*Your task:* Copy the records below exactly, omitting any pictures they contain.

*Extracted data:*
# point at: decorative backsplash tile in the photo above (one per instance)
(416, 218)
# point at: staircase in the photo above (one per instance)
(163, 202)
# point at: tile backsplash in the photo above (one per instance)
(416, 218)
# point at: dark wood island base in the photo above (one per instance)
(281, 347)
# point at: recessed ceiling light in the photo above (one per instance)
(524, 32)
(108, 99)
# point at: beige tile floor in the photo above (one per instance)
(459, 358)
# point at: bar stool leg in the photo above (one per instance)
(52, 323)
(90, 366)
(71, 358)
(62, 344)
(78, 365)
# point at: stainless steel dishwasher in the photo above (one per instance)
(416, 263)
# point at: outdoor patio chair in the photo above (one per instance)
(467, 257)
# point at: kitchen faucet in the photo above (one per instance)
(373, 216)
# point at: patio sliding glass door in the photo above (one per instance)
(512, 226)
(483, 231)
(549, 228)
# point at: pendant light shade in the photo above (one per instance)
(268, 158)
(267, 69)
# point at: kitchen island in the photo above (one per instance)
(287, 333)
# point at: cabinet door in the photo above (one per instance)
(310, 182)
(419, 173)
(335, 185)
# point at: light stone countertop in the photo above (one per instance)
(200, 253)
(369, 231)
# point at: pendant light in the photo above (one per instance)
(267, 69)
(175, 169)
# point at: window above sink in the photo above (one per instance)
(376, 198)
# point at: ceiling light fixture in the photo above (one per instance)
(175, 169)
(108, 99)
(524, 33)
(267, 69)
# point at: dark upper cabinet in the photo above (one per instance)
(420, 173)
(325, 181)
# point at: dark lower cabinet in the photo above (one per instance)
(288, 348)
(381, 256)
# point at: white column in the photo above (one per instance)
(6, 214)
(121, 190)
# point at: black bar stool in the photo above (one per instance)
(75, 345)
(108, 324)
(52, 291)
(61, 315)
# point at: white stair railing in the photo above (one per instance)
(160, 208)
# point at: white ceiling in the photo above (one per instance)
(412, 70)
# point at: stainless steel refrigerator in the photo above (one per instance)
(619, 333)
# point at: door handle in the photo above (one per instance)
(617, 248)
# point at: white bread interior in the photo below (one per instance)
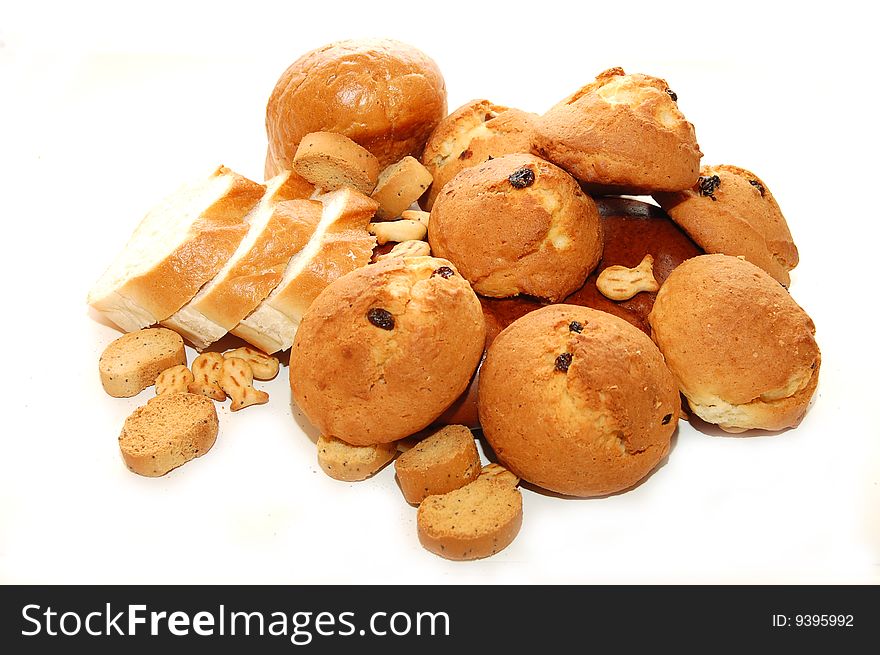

*Solution to the exercise:*
# point at: decorative backsplash tile in the photo above (one per instance)
(416, 218)
# point at: staircase in the photo above (one per instance)
(163, 202)
# point at: tile backsplash in the photo above (one per instance)
(416, 218)
# point at: dark wood island base in the photo above (one per instance)
(281, 347)
# point at: recessed ceiling light in the photo above (one per instance)
(524, 32)
(108, 99)
# point at: beige tile floor in the photo above (one per instance)
(459, 358)
# point at: bar stool leg in the photo above (one per instance)
(52, 323)
(90, 366)
(71, 358)
(62, 344)
(78, 365)
# point at: stainless steel dishwasher in the photo above (one per instance)
(416, 263)
# point at: outdoor patio chair in the photo above (one per instance)
(467, 257)
# point at: kitchen faucet in the photo above (one per instance)
(373, 216)
# point at: patio sliding glass door in the photo above (one per instance)
(512, 226)
(483, 231)
(549, 228)
# point at: pendant light shade in the photo above (one per instance)
(268, 158)
(267, 69)
# point at: kitchen island in the photo above (one per instance)
(287, 333)
# point at: cabinet door in the photo above (one per instance)
(310, 182)
(419, 173)
(335, 185)
# point at: light stone countertop in the photo above (one per instance)
(200, 253)
(369, 231)
# point at: pendant light in the photo above (one per instance)
(267, 69)
(175, 169)
# point at: window above sink in the photo above (one per instance)
(376, 198)
# point at: ceiling light fixture in the photo above (one per instance)
(175, 169)
(108, 99)
(524, 33)
(267, 69)
# point at: dark upper cabinet in the photo above (one per instance)
(420, 173)
(325, 181)
# point at: dark lower cabinet in the photo above (one per instance)
(288, 348)
(381, 256)
# point at: white column in the photo above (one per instance)
(6, 214)
(121, 190)
# point at: black bar stool in the photo above (one per instance)
(75, 345)
(108, 324)
(52, 291)
(61, 315)
# point at: white stair railing in the photo above (one per instance)
(160, 208)
# point at: white ceiling in the photo above (one per instance)
(412, 70)
# point at: stainless steel refrigerator in the photo above (one per instance)
(619, 333)
# point at: door handle in the photo above (one per instance)
(617, 248)
# point at: white bread interior in the photo below (one per instance)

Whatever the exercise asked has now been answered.